What is needed: Pull out every line in the entries that contains the word "black", matching case exactly.

[BEGIN Supplied records]

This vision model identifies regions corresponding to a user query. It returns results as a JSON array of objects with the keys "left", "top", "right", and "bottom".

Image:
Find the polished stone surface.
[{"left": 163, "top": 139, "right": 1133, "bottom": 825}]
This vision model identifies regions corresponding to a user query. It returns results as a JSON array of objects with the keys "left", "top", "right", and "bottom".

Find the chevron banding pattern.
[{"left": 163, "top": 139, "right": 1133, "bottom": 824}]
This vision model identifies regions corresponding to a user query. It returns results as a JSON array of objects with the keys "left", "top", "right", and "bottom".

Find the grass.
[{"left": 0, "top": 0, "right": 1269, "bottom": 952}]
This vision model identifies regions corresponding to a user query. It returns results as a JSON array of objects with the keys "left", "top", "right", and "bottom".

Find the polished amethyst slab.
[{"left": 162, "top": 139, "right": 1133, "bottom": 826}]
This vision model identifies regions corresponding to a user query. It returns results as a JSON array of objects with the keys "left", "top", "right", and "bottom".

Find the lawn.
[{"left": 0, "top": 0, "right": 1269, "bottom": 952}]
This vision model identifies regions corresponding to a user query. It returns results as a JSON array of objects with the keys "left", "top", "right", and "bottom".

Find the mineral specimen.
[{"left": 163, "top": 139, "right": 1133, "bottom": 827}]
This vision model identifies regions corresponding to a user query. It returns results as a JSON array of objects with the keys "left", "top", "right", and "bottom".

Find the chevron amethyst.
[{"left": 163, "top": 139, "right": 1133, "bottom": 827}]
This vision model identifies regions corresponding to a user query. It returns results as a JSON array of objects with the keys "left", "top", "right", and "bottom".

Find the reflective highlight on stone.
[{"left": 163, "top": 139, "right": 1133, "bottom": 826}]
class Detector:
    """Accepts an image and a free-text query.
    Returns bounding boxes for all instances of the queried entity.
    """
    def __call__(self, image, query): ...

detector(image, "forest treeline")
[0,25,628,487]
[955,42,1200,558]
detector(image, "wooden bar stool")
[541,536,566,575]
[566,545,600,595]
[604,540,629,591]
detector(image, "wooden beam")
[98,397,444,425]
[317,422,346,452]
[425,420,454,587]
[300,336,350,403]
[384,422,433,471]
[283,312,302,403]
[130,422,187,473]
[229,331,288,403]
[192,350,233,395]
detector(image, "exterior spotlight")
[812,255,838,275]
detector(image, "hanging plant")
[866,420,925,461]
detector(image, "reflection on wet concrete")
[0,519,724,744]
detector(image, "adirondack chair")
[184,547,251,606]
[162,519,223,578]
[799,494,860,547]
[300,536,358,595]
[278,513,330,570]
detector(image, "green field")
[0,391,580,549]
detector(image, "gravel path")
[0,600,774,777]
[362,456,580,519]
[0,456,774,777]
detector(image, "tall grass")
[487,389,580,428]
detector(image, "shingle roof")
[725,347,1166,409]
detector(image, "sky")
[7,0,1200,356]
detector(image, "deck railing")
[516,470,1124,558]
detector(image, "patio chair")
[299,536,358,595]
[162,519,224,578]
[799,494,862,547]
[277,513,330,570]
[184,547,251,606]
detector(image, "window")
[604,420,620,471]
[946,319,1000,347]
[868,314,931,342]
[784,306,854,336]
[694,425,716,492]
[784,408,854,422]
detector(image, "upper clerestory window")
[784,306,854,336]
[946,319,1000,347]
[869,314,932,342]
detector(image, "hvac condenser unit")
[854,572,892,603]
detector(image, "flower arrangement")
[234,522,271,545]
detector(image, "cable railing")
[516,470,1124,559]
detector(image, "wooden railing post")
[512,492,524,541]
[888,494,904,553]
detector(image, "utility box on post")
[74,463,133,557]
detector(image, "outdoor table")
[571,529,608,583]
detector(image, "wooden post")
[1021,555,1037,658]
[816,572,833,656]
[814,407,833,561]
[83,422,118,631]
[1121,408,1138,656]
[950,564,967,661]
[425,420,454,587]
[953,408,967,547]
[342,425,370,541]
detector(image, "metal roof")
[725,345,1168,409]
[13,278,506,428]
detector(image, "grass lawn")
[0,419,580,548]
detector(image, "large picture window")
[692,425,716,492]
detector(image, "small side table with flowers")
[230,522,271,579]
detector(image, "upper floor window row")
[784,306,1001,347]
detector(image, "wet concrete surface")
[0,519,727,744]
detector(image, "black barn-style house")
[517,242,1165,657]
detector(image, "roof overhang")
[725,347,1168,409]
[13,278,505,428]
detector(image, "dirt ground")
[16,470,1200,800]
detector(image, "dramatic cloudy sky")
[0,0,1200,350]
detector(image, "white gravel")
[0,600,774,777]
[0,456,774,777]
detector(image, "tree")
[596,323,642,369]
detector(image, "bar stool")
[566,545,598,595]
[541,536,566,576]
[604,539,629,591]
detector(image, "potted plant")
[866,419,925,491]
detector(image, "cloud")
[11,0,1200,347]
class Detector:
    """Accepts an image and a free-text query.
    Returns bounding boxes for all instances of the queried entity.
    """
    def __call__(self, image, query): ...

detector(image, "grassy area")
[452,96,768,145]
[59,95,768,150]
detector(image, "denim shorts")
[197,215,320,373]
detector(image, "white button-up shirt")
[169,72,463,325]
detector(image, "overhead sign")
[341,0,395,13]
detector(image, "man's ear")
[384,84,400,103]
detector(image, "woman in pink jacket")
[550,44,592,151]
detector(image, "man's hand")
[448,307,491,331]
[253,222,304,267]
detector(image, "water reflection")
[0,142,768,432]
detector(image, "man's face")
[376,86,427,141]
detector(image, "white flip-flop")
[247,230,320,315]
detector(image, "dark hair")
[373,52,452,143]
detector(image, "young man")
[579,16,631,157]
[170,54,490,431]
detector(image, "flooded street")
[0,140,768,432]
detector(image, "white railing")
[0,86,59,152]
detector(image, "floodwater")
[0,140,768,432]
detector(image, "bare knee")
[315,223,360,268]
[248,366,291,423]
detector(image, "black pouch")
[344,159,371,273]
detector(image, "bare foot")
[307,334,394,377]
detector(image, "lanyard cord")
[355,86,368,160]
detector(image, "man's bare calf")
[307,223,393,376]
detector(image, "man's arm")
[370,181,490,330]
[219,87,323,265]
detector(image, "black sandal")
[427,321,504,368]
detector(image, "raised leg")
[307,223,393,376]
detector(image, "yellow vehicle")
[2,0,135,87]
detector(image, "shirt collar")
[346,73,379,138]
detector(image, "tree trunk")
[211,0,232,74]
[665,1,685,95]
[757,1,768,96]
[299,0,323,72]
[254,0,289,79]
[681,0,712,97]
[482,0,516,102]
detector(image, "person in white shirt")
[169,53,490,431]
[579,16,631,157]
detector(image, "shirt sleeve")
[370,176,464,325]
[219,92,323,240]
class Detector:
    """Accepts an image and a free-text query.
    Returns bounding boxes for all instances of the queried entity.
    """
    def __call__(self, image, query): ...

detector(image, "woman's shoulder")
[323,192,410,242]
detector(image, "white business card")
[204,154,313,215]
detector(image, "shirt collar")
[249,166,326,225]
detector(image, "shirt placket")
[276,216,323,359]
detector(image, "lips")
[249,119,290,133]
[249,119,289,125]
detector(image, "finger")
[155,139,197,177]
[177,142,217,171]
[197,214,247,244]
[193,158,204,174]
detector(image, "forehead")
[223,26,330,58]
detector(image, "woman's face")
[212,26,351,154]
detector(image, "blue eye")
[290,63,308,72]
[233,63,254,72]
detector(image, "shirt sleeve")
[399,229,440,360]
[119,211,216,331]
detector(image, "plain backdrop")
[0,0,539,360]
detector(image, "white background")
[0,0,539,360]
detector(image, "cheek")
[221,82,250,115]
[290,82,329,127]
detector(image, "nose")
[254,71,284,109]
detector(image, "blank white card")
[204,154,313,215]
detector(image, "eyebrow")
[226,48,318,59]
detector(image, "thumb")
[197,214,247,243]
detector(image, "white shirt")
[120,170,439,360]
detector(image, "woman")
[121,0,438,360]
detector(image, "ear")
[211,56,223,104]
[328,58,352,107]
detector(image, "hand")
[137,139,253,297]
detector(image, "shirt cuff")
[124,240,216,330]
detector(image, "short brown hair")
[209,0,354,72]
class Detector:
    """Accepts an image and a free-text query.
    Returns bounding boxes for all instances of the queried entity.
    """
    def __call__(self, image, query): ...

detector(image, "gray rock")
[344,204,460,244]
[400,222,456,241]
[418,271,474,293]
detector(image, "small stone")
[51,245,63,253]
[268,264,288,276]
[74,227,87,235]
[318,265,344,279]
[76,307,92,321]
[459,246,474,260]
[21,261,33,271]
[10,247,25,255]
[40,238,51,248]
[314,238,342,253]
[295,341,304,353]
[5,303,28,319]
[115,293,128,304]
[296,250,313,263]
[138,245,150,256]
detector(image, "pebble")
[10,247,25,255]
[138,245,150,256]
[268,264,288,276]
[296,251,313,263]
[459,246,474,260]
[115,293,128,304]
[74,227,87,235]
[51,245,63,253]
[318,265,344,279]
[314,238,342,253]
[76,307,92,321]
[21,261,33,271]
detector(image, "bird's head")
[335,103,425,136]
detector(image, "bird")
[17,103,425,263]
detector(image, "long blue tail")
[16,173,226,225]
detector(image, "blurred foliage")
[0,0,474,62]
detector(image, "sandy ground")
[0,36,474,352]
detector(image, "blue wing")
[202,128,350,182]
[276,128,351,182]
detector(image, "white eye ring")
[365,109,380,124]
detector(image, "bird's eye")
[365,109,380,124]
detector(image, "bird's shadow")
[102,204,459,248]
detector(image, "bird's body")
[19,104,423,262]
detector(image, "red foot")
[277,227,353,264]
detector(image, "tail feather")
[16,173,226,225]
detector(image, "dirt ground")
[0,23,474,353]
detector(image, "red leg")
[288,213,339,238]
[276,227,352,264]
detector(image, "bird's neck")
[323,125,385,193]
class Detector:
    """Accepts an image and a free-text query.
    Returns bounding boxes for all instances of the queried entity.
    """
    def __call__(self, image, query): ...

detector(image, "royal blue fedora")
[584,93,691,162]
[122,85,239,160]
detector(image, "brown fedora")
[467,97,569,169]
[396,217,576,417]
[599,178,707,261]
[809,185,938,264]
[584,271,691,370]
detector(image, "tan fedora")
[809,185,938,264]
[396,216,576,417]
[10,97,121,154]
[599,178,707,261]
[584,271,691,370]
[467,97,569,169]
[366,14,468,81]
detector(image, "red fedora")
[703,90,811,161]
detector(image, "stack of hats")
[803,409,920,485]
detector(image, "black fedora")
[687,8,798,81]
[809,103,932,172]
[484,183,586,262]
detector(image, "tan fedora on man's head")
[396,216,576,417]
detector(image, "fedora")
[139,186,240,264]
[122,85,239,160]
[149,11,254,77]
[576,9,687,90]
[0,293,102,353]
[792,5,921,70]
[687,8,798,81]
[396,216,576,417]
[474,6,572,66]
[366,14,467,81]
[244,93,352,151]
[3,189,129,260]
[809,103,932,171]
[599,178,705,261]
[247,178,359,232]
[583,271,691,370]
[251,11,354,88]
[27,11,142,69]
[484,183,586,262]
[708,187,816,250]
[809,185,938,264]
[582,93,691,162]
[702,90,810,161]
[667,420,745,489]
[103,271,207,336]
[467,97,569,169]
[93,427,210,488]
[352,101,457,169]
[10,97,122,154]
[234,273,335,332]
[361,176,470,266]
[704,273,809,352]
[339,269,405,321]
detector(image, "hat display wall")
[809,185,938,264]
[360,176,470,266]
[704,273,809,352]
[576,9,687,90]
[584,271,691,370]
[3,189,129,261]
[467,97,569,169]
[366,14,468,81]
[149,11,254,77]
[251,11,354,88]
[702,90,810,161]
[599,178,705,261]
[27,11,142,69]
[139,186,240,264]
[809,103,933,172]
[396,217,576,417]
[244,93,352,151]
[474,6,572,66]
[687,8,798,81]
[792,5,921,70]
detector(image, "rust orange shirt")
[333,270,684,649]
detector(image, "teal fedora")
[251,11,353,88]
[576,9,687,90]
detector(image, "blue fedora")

[END Supplied records]

Answer in full:
detector(image, "black barn-style house")
detector(image, "black pouch")
detector(image, "black sandal")
detector(image, "black fedora")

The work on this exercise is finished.